_Texte à lire_
╭──

L’avertissement qui précède regarde surtout les prêtres, dont les rapports avec Dieu sont continuels et plus sublimes: qu’ils s’en souviennent toujours et ne l’oublient jamais, soit qu’ils offrent à Dieu l’encens de la prière, soit qu’ils dispensent les trésors divins des sacrements, soit qu’ils célèbrent à l’autel les mystères du corps et du sang de Jésus-Christ. Voici ce que rapporte saint Pierre Damien, dans sa Lettre XIV à Desiderius (Cf. Merv. 37.).

Saint Séverin de Cologne

Saint Séverin, archevêque de Cologne (23 octobre), édifiait son église par l’exemple de toutes les vertus: sa vie tout apostolique, ses grands travaux pour l’accroissement du règne de Dieu dans les âmes, devaient lui mériter les honneurs de la canonisation. Néanmoins, après sa mort, il apparut à un des chanoines de sa cathédrale pour demander des prières. Comme ce digne prêtre ne pouvait comprendre qu’un saint prélat, tel qu’il avait connu Séverin, eût besoin de prières dans l’autre vie: « Il est vrai, répondit le défunt, Dieu m’a fait la grâce de le servir de tout mon cœur, et de travailler longtemps à sa vigne; mais je l’ai offensé souvent par la manière trop pressée dont j’ai récité le Saint-Office. Les affaires et les préoccupations de chaque jour m’absorbaient tellement, que lorsque venait l’heure de la prière, je m’acquittais de ce grand devoir sans assez de recueillement, et quelquefois à d’autres heures que celles fixées par l’Église. En ce moment j’expie ces infidélités, et Dieu me permet de venir réclamer vos prières. » – L’histoire ajoute que Séverin fut six mois au purgatoire pour cette seule faute.

La vénérable Françoise de Pampelune et les prêtres

La vénérable sœur Françoise de Pampelune, mentionnée plus haut, vit un jour au purgatoire un pauvre prêtre dont les doigts étaient rongés d’ulcères hideux. Il était ainsi puni pour avoir fait à l’autel les signes de croix avec trop de légèreté, et sans la gravité nécessaire. – Elle disait que, pour l’ordinaire, les prêtres restent au purgatoire plus longtemps que les laïcs, et que l’intensité de leurs tourments est proportionnée à leur dignité. Dieu lui fit connaître le sort de plusieurs prêtres défunts: l’un d’eux resta quarante ans dans les souffrances pour avoir laissé mourir, par sa négligence, une personne sans sacrements; un autre y resta quarante-cinq ans pour avoir rempli avec une certaine légèreté les sublimes fonctions de son ministère; un Évêque, que sa libéralité avait fait surnommer l’aumônier, y demeura cinq ans pour avoir un peu ambitionné sa dignité; un autre, qui n’était pas si charitable, y demeura quarante ans pour la même cause (Vie de la vénérée Mère Françoise Cf. Merv. 26).

╰──

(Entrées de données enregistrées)
╭──

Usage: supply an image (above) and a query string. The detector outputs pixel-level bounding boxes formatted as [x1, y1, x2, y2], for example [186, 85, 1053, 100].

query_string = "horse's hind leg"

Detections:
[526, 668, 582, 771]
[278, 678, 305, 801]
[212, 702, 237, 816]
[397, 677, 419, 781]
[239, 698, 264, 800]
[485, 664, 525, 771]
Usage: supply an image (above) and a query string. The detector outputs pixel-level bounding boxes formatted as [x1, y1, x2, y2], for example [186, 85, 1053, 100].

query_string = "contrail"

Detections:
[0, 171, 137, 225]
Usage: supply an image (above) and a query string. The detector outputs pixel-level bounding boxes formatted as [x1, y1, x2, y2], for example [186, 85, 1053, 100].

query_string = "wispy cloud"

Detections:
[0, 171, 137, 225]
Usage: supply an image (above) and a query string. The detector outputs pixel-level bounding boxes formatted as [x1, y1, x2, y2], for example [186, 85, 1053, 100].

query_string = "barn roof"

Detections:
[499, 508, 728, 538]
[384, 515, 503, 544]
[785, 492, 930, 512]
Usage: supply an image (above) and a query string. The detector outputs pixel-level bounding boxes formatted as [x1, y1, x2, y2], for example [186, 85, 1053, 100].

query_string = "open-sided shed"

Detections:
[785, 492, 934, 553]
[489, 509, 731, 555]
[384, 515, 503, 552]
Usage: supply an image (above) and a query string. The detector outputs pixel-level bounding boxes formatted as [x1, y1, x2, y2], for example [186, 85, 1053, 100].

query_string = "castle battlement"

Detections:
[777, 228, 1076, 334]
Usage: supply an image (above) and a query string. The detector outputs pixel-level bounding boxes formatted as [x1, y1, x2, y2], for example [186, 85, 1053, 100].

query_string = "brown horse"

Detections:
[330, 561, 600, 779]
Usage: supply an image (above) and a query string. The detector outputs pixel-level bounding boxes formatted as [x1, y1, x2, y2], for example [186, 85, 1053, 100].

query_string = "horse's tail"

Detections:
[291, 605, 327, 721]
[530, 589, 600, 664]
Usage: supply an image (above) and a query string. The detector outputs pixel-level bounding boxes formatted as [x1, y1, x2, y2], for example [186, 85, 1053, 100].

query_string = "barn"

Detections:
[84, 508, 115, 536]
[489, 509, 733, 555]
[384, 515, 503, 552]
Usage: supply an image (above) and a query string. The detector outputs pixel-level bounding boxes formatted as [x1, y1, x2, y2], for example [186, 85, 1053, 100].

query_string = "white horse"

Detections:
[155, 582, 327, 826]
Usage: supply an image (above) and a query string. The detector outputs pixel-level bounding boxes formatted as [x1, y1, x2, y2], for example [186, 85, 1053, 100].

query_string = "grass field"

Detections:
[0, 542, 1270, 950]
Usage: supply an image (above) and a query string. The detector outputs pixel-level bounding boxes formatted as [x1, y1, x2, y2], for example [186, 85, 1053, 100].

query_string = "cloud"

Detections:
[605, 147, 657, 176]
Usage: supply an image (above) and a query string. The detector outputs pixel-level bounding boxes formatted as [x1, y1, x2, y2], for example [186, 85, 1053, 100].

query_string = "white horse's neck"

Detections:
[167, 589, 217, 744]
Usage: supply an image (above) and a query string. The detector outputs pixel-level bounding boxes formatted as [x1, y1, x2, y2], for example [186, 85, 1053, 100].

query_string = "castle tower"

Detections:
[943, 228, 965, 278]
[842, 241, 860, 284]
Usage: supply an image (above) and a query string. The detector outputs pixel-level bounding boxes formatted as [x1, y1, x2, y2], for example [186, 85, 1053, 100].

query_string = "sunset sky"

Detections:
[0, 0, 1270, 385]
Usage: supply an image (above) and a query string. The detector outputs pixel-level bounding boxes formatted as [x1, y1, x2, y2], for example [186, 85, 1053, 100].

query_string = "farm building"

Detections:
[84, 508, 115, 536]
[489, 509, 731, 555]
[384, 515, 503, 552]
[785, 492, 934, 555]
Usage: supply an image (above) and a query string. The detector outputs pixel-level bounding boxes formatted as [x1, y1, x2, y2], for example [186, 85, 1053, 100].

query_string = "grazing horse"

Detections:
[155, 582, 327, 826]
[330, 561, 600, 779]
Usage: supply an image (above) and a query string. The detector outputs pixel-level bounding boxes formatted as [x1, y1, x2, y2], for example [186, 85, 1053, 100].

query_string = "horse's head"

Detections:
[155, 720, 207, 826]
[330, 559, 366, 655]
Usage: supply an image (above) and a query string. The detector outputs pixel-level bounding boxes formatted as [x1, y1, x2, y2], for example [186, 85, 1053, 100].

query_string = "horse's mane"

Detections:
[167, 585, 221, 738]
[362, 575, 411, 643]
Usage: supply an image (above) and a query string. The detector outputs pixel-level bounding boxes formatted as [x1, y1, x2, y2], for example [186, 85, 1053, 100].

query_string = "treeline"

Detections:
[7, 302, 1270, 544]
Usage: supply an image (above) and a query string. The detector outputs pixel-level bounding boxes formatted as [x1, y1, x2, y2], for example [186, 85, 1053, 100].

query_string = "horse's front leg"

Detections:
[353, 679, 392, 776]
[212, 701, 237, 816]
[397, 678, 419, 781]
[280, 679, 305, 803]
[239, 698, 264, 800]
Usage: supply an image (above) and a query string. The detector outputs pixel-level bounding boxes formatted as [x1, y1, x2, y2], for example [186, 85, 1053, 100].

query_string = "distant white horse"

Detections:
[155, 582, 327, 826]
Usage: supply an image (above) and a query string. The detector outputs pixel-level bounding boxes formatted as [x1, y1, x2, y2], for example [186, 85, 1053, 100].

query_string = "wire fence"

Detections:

╰──

_Votre travail_
A) Répondez aux questions suivantes d'après le texte sur les prêtres au purgatoire.
(i) Selon l'histoire, combien de temps Séverin passa-t-il au purgatoire ?
(ii) De quoi étaient rongés les doigts du pauvre prêtre que sœur Françoise de Pampelune vit au purgatoire ?
(iii) Combien d'années resta dans les souffrances le prêtre qui avait laissé mourir une personne sans sacrements ?
B) Recopiez, dans le texte sur les prêtres au purgatoire, tout ce qui va de « L’avertissement qui précède » jusqu'à « (Cf. Merv. 37.). ».
Les entrées n'interviennent pas dans ce travail.

_Réponses par tâche_
A)
(i) Il y passa six mois.
(ii) Ils étaient rongés d'ulcères hideux.
(iii) Il y resta quarante ans.

B)
L’avertissement qui précède regarde surtout les prêtres, dont les rapports avec Dieu sont continuels et plus sublimes: qu’ils s’en souviennent toujours et ne l’oublient jamais, soit qu’ils offrent à Dieu l’encens de la prière, soit qu’ils dispensent les trésors divins des sacrements, soit qu’ils célèbrent à l’autel les mystères du corps et du sang de Jésus-Christ. Voici ce que rapporte saint Pierre Damien, dans sa Lettre XIV à Desiderius (Cf. Merv. 37.).